_Document excerpt_

......

Those who demand lifestyle purity of anyone who ever raises a critique of any facet of the status quo are creating a double bind paradigm of hypocrites and extremists so to establish two camps into which they can then package critics in order to isolate and ignore them. The hypocrite camp is obvious. By misdiagnosing via a false definition someone who is against civilization as a hypocrite because they use electricity to write their thoughts online, these detractors can in their own minds, suggest there is no reason to take the critique seriously. But suppose the anti-civ critic did achieve lifestyle purity. Suppose that they lived in a wigwam in the woods that they constructed themselves from branches and deer hides. Imagine that this person walked to the center of town every weekend in haggard clothing they had pulled from thrift store dumpsters and then this person stood on a bench to shout about the ills of industry and hierarchy. Is it likely that this person would be taken seriously? Of course not! They would be labeled an extremist. Passersby would write this person off as insane before listening to argument one. There is no middle ground in this double bind, and that is the point. Those who would cry from the wilderness about the death and the misery that civilization brings will forever be stripping more and more from their lives in a futile effort to gain recognition, to be valid in the eyes of those who called them hypocrites, until one day they are branded as lunatics, if they are not unheard and unseen, exactly as their detractors want them to be.

On this, we should remember too, that there are people who have achieved this lifestyle purity. They are the tribal peoples around the world who never have been drawn into the net of civilization. They are the global poor who do not benefit from the burning of coal or the sinking of copper mines. And their voices consistently go unheard. In fact, their voices are almost ubiquitously silenced. What do the defenders of the status quo say to the Kayapó, Arara, Juruna, Araweté, Xikrin, Asurini and Parakanã peoples who are fighting the construction of the Belo Monte dam which threatens their survival? What do the defenders of the status quo say to the animals and plants who have been nothing but victims in the story of human progress? There is no inconsistency in their lives. No iPhone to scoff at, no power tool, no window fan. What is the excuse for denying their right to live? What is the excuse for exterminating them and pretending it isn’t happening? Why is it OK to deny their pleas?

......

_Data block_
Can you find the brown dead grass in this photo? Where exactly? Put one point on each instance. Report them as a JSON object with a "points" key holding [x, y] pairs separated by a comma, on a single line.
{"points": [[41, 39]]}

......

_What this exercise asks_
(1) List every people the lifestyle purity essay names as fighting the construction of the Belo Monte dam.
(2) Summarize the lifestyle purity essay in two sentences.
(3) Based on the lifestyle purity essay, answer yes or no to each statement and quote the words that decide it.
(a) A critic living in a self-built wigwam and shouting in town would be taken seriously.
(b) The Belo Monte dam threatens the survival of the peoples fighting its construction.
(c) A middle ground exists between the hypocrite and extremist camps.

_Exercise answers_
(1) Kayapó, Arara, Juruna, Araweté, Xikrin, Asurini, Parakanã

(2) Those who demand lifestyle purity from critics of the status quo create a double bind: a critic who uses modern conveniences is dismissed as a hypocrite, and one who achieves purity is labeled an extremist, so critics are isolated and ignored either way. People who already live this way, such as tribal peoples, the global poor, and the peoples fighting the Belo Monte dam, show no inconsistency, yet their voices are almost ubiquitously silenced.

(3)
(a) No: "Is it likely that this person would be taken seriously? Of course not! They would be labeled an extremist."
(b) Yes: "fighting the construction of the Belo Monte dam which threatens their survival"
(c) No: "There is no middle ground in this double bind, and that is the point."